• **Supplied records**:
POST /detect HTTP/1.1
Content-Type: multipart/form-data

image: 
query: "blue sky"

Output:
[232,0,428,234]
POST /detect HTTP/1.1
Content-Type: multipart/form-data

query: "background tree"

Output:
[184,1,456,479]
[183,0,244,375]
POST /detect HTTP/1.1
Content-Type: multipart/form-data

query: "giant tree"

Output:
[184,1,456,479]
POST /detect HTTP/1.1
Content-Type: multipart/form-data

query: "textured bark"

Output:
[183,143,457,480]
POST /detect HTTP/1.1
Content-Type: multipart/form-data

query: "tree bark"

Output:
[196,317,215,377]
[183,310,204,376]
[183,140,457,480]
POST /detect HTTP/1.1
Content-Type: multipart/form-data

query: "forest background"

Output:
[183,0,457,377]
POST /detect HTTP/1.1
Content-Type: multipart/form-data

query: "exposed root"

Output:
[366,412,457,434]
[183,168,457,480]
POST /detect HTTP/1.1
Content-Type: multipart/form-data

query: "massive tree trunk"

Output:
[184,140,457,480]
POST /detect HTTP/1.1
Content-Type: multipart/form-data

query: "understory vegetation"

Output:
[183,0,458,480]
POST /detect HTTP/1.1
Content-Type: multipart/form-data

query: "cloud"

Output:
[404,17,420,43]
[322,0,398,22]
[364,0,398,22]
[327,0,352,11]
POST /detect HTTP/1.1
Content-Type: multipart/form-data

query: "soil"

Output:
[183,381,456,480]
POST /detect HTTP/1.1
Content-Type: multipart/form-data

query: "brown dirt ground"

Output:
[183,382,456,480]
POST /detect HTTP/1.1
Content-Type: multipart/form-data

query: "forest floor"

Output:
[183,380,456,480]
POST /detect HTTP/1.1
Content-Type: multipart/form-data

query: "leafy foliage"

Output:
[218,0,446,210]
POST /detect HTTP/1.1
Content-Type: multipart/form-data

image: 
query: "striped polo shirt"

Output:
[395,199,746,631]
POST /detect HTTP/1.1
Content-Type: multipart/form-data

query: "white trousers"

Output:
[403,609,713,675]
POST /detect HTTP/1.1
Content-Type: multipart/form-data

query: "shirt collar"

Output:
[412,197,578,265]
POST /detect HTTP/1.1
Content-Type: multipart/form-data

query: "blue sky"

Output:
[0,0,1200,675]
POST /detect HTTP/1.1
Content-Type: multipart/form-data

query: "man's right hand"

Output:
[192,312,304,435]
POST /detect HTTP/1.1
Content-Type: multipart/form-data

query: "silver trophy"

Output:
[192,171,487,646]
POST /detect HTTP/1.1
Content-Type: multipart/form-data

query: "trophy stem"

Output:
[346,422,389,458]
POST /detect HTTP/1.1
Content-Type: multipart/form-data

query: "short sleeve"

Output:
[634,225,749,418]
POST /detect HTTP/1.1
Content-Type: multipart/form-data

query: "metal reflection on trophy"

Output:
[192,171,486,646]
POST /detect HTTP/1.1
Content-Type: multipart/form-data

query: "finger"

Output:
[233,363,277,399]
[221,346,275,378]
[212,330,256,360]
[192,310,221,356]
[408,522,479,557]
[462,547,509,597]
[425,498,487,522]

• **Work to do**:
Can you reproduce all of the records above, line for line, with no changes?

• **Worked solution**:
POST /detect HTTP/1.1
Content-Type: multipart/form-data

image: 
query: "blue sky"

Output:
[232,0,428,234]
POST /detect HTTP/1.1
Content-Type: multipart/form-data

query: "background tree"

Output:
[184,1,456,479]
[183,0,244,375]
POST /detect HTTP/1.1
Content-Type: multipart/form-data

query: "giant tree"

Output:
[184,1,456,479]
POST /detect HTTP/1.1
Content-Type: multipart/form-data

query: "textured bark"

Output:
[183,143,457,480]
POST /detect HTTP/1.1
Content-Type: multipart/form-data

query: "tree bark"

Output:
[196,317,215,377]
[183,310,204,376]
[183,140,457,480]
POST /detect HTTP/1.1
Content-Type: multipart/form-data

query: "forest background"

Output:
[183,0,457,377]
POST /detect HTTP/1.1
Content-Type: multipart/form-data

query: "exposed root"

Output:
[366,412,457,434]
[183,168,457,480]
POST /detect HTTP/1.1
Content-Type: multipart/form-data

query: "massive tree trunk"

Output:
[184,140,457,480]
POST /detect HTTP/1.1
Content-Type: multipart/form-data

query: "understory vegetation"

Output:
[183,0,458,480]
POST /detect HTTP/1.1
Content-Type: multipart/form-data

query: "cloud"

Output:
[404,17,420,43]
[322,0,398,22]
[364,0,398,22]
[327,0,352,11]
POST /detect HTTP/1.1
Content-Type: multipart/form-data

query: "soil"

Output:
[183,381,456,480]
POST /detect HTTP/1.1
Content-Type: multipart/form-data

query: "brown dirt ground"

Output:
[183,382,456,480]
POST /detect HTTP/1.1
Content-Type: multipart/form-data

query: "forest floor"

Output:
[183,380,456,480]
POST /detect HTTP/1.1
Content-Type: multipart/form-data

query: "leafy foliage"

Output:
[218,0,446,210]
POST /detect HTTP/1.1
Content-Type: multipart/form-data

image: 
query: "striped polo shirt"

Output:
[395,199,746,631]
POST /detect HTTP/1.1
Content-Type: multipart/form-data

query: "white trousers"

Output:
[403,609,713,675]
POST /detect HTTP/1.1
Content-Type: multipart/form-data

query: "shirt collar"

Output:
[412,197,578,265]
POST /detect HTTP/1.1
Content-Type: multipart/form-data

query: "blue sky"

Output:
[0,0,1200,675]
POST /detect HTTP/1.1
Content-Type: multipart/form-data

query: "man's right hand"

Output:
[192,312,304,435]
POST /detect HTTP/1.1
Content-Type: multipart/form-data

query: "silver trophy"

Output:
[192,171,487,646]
POST /detect HTTP/1.1
Content-Type: multipart/form-data

query: "trophy stem"

Output:
[346,422,389,458]
POST /detect HTTP/1.1
Content-Type: multipart/form-data

query: "short sleeve"

Output:
[634,225,749,418]
POST /detect HTTP/1.1
Content-Type: multipart/form-data

query: "metal reflection on trophy"

Output:
[192,171,486,646]
POST /detect HTTP/1.1
Content-Type: multipart/form-data

query: "finger"

Output:
[233,363,277,399]
[221,346,275,378]
[212,330,256,360]
[192,310,221,356]
[408,522,479,557]
[462,547,509,597]
[425,498,487,522]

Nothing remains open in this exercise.